• _What the task requires_: In the article on Curiosity drill samples below, what is the largest size given for hematite crystallites from lower elevations in Gale Crater?

• _Text shown_:
·····
Curiosity drill samples taken at different elevations show different Martian climates

Figure S1 of the study, showing the location
of the core samples. Click for source.
By comparing 20 different Curiosity drill samples taken during the rover’s fourteen years on Mars, scientists have detected hard evidence that the climate in Gale Crater was distinctly different at different elevations, for long periods.
This study shows that hematite can also be a marker of climate changes based on its crystallite sizes and structures, which change under different temperatures. The scientists found that hematite crystallites from higher elevations in Gale Crater were less than 10 nanometers in size, while crystallites from lower locations were generally larger, reaching up to 65 nanometers. These findings aligned with the observations that samples from higher elevations contained both hematite and goethite, while lower elevation samples lacked goethite.
·····
• _Records_:
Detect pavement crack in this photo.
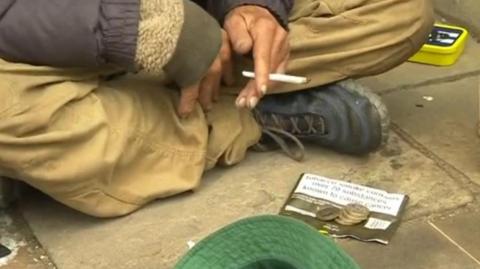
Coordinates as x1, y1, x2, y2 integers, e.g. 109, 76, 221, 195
380, 70, 480, 95
391, 122, 480, 195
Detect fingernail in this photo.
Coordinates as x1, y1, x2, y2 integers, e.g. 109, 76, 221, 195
260, 85, 267, 95
237, 97, 247, 107
249, 97, 258, 109
235, 40, 247, 50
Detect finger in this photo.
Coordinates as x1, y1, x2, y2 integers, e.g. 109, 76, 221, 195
178, 84, 200, 118
252, 19, 275, 95
235, 80, 260, 109
271, 26, 290, 70
198, 58, 222, 111
224, 15, 253, 54
275, 51, 290, 74
220, 31, 235, 86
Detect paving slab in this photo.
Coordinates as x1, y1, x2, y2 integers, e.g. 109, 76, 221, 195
432, 207, 480, 260
338, 220, 480, 269
384, 76, 480, 184
22, 129, 473, 269
360, 38, 480, 94
0, 210, 56, 269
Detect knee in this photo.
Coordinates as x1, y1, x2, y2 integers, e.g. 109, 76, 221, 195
402, 0, 435, 52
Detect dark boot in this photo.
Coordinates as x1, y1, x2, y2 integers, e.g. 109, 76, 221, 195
254, 79, 390, 159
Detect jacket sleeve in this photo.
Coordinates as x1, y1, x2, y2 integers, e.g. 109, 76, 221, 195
0, 0, 139, 67
0, 0, 221, 86
207, 0, 294, 28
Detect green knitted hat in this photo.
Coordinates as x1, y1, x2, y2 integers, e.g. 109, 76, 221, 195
175, 216, 359, 269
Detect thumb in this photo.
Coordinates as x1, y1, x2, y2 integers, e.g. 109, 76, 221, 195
178, 84, 200, 118
224, 15, 253, 54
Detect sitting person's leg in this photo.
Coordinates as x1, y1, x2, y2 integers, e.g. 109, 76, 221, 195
0, 60, 260, 217
256, 0, 433, 154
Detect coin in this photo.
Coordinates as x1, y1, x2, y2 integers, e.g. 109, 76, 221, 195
335, 218, 361, 226
344, 204, 370, 217
316, 206, 340, 221
335, 204, 370, 226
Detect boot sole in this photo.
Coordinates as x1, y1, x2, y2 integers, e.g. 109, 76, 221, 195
337, 79, 390, 147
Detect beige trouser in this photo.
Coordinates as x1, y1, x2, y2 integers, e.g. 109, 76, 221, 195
0, 0, 432, 217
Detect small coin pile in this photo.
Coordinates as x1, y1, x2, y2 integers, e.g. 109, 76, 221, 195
316, 205, 340, 221
335, 204, 370, 226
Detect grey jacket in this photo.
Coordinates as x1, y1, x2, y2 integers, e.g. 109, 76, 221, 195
0, 0, 293, 85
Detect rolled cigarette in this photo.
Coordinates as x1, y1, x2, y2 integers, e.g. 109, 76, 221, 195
242, 71, 309, 84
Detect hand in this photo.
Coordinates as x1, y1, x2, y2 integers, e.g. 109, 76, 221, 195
223, 5, 290, 109
178, 30, 233, 117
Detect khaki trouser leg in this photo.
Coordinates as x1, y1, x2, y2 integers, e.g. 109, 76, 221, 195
0, 60, 260, 217
272, 0, 433, 93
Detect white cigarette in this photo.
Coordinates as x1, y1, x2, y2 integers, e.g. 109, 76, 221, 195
242, 71, 309, 84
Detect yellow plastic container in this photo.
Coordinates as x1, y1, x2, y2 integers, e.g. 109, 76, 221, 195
409, 24, 468, 66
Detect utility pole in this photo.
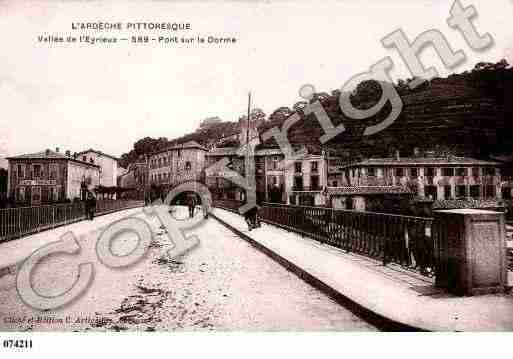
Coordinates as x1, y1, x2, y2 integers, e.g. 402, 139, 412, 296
244, 92, 256, 207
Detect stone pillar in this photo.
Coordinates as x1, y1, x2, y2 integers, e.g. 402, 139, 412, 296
433, 209, 507, 295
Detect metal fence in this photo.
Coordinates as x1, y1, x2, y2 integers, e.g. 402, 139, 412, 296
0, 200, 144, 242
215, 200, 434, 276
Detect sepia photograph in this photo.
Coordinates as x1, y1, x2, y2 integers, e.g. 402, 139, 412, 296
0, 0, 513, 354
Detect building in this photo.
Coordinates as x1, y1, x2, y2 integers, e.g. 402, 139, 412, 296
7, 148, 100, 205
77, 148, 121, 187
206, 147, 286, 203
148, 141, 207, 189
285, 153, 327, 206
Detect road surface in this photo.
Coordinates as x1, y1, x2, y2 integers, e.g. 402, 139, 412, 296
0, 207, 376, 331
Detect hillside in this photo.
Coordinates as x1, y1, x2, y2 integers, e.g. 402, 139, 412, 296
122, 61, 513, 169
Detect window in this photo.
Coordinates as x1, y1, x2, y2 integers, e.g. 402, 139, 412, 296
484, 167, 495, 176
271, 156, 280, 170
501, 187, 511, 199
456, 167, 467, 177
294, 177, 303, 191
470, 185, 480, 199
444, 185, 452, 199
456, 185, 467, 198
485, 185, 495, 198
18, 165, 25, 178
50, 187, 59, 202
424, 186, 438, 201
49, 164, 58, 179
310, 176, 319, 191
442, 167, 454, 177
32, 186, 41, 203
33, 165, 41, 178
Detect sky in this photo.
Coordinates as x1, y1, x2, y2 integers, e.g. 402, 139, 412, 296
0, 0, 513, 164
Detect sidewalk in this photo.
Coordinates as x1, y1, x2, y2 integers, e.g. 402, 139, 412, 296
0, 207, 142, 276
213, 208, 513, 331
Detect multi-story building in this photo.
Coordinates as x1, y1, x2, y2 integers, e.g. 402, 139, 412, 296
7, 148, 100, 205
206, 147, 286, 203
77, 148, 121, 187
148, 141, 207, 188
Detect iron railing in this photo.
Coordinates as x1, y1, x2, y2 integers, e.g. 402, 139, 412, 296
0, 200, 144, 242
214, 200, 435, 276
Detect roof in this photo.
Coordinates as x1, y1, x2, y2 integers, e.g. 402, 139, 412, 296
7, 150, 100, 167
78, 148, 119, 161
342, 156, 500, 168
326, 186, 411, 195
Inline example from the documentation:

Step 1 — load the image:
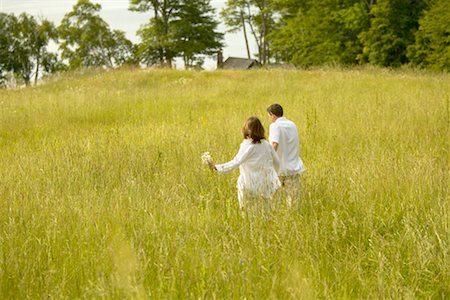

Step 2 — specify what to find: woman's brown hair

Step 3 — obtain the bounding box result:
[242,117,265,144]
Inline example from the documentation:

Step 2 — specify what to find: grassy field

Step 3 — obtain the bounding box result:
[0,69,450,299]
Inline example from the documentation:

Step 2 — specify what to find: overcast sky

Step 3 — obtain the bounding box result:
[0,0,256,69]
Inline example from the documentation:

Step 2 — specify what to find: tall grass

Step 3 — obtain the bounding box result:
[0,69,450,299]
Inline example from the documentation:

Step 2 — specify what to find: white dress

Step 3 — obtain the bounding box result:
[216,139,281,207]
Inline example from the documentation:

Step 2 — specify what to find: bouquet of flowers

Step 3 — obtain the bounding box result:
[202,152,213,166]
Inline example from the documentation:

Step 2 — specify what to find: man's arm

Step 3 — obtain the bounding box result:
[272,142,278,151]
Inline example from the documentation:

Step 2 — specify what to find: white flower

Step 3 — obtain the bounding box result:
[202,152,213,165]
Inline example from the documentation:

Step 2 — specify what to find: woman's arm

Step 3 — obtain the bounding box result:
[215,143,253,173]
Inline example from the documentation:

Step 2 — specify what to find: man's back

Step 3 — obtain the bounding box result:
[269,117,304,176]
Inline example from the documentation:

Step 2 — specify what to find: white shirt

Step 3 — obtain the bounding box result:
[216,139,281,201]
[269,117,305,176]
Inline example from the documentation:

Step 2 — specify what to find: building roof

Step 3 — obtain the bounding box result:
[222,57,259,69]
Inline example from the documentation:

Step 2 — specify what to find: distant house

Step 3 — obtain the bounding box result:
[219,57,261,70]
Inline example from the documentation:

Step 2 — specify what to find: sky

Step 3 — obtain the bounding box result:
[0,0,256,69]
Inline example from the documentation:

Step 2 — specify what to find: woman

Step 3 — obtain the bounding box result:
[209,117,281,208]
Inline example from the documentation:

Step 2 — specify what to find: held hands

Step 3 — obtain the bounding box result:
[202,152,217,170]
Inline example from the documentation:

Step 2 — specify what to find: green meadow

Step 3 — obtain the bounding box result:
[0,68,450,299]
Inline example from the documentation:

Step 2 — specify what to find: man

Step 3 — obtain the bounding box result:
[267,103,305,208]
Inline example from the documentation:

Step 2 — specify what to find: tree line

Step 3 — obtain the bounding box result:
[0,0,450,85]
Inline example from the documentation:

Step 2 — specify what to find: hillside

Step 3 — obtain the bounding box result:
[0,69,450,299]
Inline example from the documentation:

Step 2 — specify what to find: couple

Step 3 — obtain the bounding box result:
[209,104,305,208]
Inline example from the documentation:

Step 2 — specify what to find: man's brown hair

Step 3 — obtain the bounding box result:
[242,117,265,144]
[267,103,283,117]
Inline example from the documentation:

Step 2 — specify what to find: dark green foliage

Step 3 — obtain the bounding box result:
[131,0,222,68]
[0,13,56,85]
[173,0,223,69]
[59,0,134,69]
[408,0,450,71]
[359,0,428,67]
[221,0,274,64]
[270,0,369,66]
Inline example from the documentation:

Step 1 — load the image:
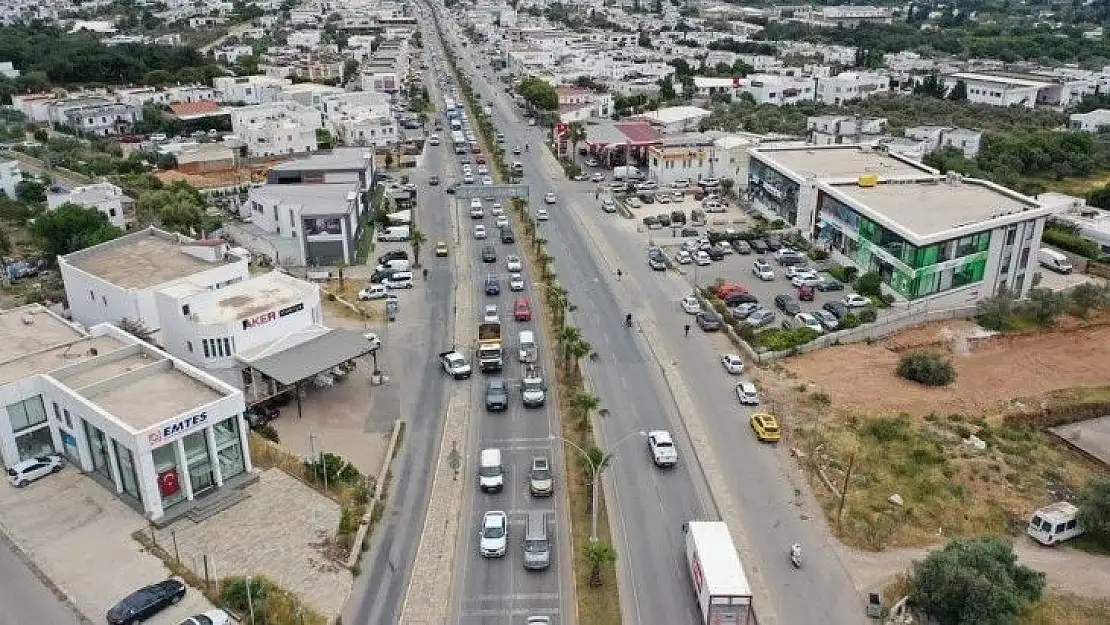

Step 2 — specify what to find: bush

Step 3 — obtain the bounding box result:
[898,350,956,386]
[756,327,820,352]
·····
• _Final result_: Up to 65 nanometers.